§ **Exercise**: Put the listing below into a two-column CSV with the headers input and output, one row per request: the request text under input and its answer under output. Wrap each field in double quotes and replace every line break with a space.

-- Start Data extract --

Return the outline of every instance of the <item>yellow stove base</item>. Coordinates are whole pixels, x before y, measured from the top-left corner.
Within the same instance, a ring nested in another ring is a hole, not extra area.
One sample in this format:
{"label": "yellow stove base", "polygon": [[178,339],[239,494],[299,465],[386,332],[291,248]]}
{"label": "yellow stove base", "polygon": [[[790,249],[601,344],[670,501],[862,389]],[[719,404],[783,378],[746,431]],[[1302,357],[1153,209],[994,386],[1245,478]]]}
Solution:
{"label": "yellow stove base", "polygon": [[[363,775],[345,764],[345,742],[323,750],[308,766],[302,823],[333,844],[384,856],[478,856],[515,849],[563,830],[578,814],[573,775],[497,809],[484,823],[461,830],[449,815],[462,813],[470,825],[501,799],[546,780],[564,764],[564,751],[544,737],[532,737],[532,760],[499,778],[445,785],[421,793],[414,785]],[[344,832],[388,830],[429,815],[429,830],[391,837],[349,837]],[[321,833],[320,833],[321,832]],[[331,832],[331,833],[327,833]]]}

-- End Data extract --

§ **The reply**:
input,output
"Return the outline of every instance of the <item>yellow stove base</item>. Coordinates are whole pixels, x before y, measured from the top-left corner. Within the same instance, a ring nested in another ring is a hole, not extra area. One sample in this format: {""label"": ""yellow stove base"", ""polygon"": [[178,339],[239,494],[299,465],[386,332],[291,248]]} {""label"": ""yellow stove base"", ""polygon"": [[[790,249],[601,344],[670,501],[862,389]],[[719,404],[783,378],[746,431]],[[1302,357],[1153,209],[994,386],[1245,478]]]} Solution:","{""label"": ""yellow stove base"", ""polygon"": [[[363,775],[345,764],[345,742],[323,750],[308,766],[302,823],[333,844],[384,856],[478,856],[515,849],[563,830],[578,814],[573,775],[497,809],[484,823],[461,830],[449,815],[462,813],[470,825],[501,799],[546,780],[564,764],[564,751],[544,737],[532,737],[532,760],[499,778],[445,785],[421,793],[414,785]],[[344,832],[388,830],[429,815],[429,830],[391,837],[349,837]],[[321,833],[320,833],[321,832]],[[331,832],[331,833],[327,833]]]}"